沒有任何人能夠忽略幾代中國人對現代醫學的貢獻!

西醫??你以為現代醫學是西方的?

現代醫學,不是外國人的東西。現代醫學,屬於世界,有中國人的一份!

事實如此:所謂的「中西醫文明優劣論」可以休矣!

相對於「中醫」而言,這世界哪裡還存在什麼「西醫」?

西醫早已隨著羅馬帝國而覆亡!早已被阿拉伯醫學、被中醫藥學所融合!西醫或許仍有部分殘留,但毋庸置疑的是,他們早已面目全非,難成一系....

因此:在當下的中國,就算存在「醫藥路線之爭」,那也是「傳統中醫藥學」與「現代醫學」之爭,他的本質是傳統與現代的碰撞,而絕非西方與東方的碰撞!

看到這裡或許又有人要問了:

就算西醫在歷史的發展中已然「出局」,但是在更加量化、科學的現代醫學面前,中醫是否還有存在必要?是否應該被全面廢止?

對於這個問題,答案只有四個字:謹慎客觀。

為什麼?

1、中醫藥沒有某些人口中那麼不堪

2019年5月25日,在瑞士日內瓦召開的第72屆世界衛生大會上審議通過的《國際疾病分類第11次修訂本》中,正式將起源於中國的中醫藥傳統醫學納入其中。

對此,國內外多位專家表示:這將是中醫走向世界的「里程碑」。

對此,我們且不論此消息對於一貫將中醫貶為「安慰劑」、「巫術」的反中醫群體而言,將會造成怎樣的心理打擊,單單從世衛組織的承認中我們其實不難看到一點:

中醫並非一無是處。

沒錯,已經傳承了幾千年歷史的中醫,非但不是一無是處,在某些醫療領域,中醫甚至可以讓現代醫學都為之嘆服...

以「接骨」為例。

在X光機沒有發明之前,即使面對最簡單的骨折,現代醫學也只能開刀接骨,而即使在今天,在X光機的透射幫助下,面對較為嚴重的骨折,現代醫學也必須在麻醉下進行手術清創、複位,再用鋼釘固定,縫合皮膚,繼用石膏固定...

───

◆ **作答要求**: 把上方談中醫與現代醫學的短文,從「西醫早已隨著羅馬帝國而覆亡!」往下一直到「對於這個問題,答案只有四個字:謹慎客觀。」為止的部分一字不改地抄寫出來。

資料集條目
───

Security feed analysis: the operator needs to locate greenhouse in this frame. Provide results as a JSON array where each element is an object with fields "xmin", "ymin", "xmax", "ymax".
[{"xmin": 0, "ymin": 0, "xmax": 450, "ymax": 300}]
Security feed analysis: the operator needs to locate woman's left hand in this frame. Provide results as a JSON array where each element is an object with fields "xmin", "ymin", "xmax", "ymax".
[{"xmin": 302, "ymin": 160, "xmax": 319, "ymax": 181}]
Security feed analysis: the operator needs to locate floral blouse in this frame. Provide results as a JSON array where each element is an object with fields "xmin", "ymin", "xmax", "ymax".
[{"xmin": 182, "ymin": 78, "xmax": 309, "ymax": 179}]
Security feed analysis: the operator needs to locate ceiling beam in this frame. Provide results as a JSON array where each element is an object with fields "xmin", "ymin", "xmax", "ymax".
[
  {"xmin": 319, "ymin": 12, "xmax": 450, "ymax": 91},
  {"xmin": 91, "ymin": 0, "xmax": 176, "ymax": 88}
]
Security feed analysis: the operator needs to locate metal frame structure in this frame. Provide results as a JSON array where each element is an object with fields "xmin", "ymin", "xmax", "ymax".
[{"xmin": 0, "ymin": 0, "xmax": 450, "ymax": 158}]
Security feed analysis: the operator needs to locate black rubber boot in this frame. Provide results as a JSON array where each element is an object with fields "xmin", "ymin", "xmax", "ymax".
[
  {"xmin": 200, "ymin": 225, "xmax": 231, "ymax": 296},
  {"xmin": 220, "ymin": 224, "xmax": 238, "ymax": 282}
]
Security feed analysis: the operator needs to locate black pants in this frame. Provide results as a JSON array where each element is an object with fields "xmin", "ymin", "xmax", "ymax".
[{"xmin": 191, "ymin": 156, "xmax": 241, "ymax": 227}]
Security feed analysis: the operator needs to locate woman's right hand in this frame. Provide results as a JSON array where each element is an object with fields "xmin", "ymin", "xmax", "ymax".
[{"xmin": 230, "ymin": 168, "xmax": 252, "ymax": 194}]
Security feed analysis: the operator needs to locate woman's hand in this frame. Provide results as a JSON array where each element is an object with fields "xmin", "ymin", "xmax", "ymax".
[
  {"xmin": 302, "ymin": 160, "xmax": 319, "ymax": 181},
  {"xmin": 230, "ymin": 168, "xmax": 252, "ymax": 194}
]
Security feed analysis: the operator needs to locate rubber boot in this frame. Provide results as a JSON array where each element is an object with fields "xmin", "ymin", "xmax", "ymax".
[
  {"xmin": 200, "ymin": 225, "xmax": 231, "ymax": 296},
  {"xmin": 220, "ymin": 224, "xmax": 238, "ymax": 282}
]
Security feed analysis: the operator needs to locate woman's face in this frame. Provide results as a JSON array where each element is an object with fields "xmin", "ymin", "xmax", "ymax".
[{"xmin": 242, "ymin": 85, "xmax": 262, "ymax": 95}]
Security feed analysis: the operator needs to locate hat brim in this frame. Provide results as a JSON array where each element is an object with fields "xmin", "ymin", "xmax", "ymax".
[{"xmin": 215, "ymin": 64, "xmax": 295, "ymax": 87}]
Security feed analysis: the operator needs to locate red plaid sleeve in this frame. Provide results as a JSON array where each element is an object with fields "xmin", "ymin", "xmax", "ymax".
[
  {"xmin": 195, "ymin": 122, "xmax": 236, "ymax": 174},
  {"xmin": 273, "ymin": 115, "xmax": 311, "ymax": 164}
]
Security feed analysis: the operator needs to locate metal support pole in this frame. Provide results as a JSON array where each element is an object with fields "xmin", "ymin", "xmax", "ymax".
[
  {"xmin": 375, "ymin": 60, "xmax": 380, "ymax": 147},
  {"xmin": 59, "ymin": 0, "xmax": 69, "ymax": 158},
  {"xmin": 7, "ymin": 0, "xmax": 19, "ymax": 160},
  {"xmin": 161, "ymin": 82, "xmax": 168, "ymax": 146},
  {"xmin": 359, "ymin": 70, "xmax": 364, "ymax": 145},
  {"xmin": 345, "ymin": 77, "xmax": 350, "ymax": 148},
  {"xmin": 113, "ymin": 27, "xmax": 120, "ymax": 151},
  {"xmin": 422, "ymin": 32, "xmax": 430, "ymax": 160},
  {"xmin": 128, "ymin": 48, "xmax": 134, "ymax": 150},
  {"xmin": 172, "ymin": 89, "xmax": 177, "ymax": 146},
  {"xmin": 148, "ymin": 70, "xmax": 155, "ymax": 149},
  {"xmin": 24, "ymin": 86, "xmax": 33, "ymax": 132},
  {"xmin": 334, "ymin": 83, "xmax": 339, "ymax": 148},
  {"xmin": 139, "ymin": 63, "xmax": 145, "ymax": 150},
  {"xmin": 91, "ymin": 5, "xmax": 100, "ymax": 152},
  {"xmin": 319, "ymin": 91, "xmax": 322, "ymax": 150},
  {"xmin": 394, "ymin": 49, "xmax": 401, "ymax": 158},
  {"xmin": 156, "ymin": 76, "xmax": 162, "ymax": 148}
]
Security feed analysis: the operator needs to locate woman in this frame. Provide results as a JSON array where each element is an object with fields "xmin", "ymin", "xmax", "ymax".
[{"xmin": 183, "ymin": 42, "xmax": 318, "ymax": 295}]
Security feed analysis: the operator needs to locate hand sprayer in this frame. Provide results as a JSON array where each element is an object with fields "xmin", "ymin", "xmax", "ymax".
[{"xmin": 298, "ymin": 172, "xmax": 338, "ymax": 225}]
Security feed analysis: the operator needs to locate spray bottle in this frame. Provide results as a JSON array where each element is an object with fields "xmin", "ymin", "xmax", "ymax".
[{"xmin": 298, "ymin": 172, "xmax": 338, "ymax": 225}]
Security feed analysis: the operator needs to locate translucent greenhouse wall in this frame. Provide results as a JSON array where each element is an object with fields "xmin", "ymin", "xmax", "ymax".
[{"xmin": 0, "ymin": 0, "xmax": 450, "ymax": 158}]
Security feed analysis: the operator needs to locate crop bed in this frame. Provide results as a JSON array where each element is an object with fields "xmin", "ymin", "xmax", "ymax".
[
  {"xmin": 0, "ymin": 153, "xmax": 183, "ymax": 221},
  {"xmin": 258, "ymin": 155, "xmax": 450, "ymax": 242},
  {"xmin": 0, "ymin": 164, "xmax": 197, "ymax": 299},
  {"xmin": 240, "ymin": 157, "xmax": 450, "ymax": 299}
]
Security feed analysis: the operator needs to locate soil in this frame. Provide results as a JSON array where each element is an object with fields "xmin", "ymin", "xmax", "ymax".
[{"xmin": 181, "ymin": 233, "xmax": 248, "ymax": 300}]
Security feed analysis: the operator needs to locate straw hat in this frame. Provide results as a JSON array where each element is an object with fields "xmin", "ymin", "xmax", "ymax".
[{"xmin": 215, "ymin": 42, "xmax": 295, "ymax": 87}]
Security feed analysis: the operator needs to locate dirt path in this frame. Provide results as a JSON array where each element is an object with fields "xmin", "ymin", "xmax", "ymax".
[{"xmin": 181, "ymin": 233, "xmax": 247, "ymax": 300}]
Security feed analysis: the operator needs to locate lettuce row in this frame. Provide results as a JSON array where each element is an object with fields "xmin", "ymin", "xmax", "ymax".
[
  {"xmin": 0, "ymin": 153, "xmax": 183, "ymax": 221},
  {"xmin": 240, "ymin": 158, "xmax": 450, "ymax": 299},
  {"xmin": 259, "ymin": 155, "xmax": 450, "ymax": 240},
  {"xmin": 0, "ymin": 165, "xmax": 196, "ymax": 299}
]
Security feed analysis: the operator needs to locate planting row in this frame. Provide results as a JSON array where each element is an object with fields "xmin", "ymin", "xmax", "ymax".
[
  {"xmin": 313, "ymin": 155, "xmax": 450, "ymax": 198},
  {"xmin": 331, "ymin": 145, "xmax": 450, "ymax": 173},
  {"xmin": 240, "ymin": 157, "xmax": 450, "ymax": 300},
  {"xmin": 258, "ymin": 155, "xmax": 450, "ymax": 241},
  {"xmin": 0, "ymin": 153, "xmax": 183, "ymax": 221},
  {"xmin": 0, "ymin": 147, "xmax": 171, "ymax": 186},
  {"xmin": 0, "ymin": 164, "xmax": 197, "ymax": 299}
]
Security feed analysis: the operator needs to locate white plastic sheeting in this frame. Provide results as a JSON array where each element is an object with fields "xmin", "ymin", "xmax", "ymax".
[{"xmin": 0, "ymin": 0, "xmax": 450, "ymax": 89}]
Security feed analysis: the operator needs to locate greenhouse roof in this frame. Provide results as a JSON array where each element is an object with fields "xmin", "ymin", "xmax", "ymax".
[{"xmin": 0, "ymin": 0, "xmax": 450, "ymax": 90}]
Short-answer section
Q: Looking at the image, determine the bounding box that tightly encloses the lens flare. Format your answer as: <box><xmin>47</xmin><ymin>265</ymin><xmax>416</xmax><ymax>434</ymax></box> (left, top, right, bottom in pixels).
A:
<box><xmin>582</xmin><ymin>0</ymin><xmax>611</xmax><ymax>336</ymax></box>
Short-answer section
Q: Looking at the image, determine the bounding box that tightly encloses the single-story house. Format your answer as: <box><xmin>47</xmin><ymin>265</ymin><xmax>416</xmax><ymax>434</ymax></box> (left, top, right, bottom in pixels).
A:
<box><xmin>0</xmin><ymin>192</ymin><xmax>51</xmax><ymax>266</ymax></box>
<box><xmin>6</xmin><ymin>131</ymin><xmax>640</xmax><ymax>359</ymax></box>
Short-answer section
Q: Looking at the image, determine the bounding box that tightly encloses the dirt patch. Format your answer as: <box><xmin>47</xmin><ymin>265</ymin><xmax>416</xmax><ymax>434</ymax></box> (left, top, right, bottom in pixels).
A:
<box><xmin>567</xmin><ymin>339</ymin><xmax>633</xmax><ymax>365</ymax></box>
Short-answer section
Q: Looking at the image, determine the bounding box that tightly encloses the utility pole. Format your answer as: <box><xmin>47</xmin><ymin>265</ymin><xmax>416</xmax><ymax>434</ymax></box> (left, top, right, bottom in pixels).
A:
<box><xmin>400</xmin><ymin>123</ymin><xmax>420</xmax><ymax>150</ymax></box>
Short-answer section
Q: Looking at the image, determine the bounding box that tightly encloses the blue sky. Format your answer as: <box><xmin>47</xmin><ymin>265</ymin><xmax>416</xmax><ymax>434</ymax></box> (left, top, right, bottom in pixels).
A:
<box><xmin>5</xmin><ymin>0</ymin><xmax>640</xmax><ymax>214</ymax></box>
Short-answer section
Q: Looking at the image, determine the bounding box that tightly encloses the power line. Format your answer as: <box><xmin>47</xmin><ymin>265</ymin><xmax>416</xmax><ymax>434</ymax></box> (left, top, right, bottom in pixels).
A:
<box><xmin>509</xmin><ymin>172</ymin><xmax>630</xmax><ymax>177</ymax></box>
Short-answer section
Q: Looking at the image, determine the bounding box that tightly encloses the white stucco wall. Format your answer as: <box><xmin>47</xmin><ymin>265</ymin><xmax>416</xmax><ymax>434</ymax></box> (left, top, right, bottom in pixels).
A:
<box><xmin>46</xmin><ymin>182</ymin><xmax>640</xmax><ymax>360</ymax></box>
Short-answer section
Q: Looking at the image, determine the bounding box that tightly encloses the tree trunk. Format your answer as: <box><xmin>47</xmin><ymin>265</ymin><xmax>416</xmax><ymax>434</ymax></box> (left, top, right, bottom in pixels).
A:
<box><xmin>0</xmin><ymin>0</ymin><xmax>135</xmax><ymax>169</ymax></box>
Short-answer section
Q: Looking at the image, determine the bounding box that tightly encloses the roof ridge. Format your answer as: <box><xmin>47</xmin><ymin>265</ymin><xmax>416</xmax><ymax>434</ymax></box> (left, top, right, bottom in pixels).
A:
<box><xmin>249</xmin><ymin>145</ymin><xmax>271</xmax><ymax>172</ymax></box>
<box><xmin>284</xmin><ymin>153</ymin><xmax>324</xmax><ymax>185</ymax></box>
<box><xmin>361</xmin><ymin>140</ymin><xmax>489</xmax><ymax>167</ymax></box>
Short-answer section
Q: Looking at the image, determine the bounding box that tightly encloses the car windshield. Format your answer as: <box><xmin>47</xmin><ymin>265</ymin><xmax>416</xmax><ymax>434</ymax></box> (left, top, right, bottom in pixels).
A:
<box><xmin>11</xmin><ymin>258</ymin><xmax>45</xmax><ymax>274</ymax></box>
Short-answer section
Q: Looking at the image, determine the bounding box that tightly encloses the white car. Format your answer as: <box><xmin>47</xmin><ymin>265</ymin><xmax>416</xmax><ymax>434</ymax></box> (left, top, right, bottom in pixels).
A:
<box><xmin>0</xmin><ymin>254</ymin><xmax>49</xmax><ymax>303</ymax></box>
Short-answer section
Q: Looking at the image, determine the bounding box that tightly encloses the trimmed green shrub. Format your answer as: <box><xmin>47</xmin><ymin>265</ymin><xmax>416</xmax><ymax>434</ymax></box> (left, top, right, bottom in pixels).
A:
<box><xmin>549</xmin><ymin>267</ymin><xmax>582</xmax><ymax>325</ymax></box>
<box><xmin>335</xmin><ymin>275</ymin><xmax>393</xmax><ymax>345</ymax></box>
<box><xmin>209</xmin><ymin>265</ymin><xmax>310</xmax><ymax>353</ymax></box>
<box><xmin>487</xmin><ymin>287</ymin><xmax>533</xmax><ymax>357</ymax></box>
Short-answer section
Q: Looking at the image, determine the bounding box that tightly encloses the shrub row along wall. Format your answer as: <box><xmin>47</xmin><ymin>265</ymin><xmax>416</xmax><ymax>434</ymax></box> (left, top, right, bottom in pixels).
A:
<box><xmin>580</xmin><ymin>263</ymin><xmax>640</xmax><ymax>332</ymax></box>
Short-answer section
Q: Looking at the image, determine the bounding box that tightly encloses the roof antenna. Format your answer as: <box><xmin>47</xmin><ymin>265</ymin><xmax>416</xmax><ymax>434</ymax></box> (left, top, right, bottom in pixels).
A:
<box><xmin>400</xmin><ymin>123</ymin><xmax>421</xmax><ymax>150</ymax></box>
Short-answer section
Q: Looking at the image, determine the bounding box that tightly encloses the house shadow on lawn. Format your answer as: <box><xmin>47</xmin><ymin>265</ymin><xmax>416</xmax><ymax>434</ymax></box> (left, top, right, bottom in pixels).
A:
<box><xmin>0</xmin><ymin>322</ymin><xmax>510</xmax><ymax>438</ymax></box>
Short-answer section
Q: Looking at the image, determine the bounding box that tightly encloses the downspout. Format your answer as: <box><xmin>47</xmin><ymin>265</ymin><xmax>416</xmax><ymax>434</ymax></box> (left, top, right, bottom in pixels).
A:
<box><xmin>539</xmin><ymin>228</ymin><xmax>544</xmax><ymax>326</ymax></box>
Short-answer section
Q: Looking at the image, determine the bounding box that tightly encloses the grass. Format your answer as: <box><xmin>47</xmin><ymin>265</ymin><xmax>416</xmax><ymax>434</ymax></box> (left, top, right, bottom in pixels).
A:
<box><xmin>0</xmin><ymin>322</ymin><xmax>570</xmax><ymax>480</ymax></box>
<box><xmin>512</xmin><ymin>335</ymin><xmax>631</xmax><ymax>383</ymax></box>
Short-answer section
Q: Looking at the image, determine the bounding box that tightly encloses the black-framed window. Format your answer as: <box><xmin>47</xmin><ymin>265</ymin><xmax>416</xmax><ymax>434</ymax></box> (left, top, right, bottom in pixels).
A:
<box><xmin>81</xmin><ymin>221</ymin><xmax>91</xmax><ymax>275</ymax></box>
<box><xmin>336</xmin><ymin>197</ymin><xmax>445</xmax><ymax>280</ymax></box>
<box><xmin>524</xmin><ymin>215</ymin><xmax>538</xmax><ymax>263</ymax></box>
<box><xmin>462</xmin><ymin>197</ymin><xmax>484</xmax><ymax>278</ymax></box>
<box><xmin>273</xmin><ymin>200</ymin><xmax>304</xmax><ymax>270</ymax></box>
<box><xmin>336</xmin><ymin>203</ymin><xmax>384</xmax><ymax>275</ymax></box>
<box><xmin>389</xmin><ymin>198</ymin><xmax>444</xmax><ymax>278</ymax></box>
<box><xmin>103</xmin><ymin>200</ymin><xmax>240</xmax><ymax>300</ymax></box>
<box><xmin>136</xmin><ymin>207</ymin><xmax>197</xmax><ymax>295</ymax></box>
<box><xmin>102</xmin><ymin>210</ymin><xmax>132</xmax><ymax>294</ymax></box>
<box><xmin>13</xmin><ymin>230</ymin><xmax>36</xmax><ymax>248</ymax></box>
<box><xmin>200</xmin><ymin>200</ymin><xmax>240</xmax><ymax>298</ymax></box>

───

◆ **作答結果**:
西醫早已隨著羅馬帝國而覆亡!早已被阿拉伯醫學、被中醫藥學所融合!西醫或許仍有部分殘留,但毋庸置疑的是,他們早已面目全非,難成一系....

因此:在當下的中國,就算存在「醫藥路線之爭」,那也是「傳統中醫藥學」與「現代醫學」之爭,他的本質是傳統與現代的碰撞,而絕非西方與東方的碰撞!

看到這裡或許又有人要問了:

就算西醫在歷史的發展中已然「出局」,但是在更加量化、科學的現代醫學面前,中醫是否還有存在必要?是否應該被全面廢止?

對於這個問題,答案只有四個字:謹慎客觀。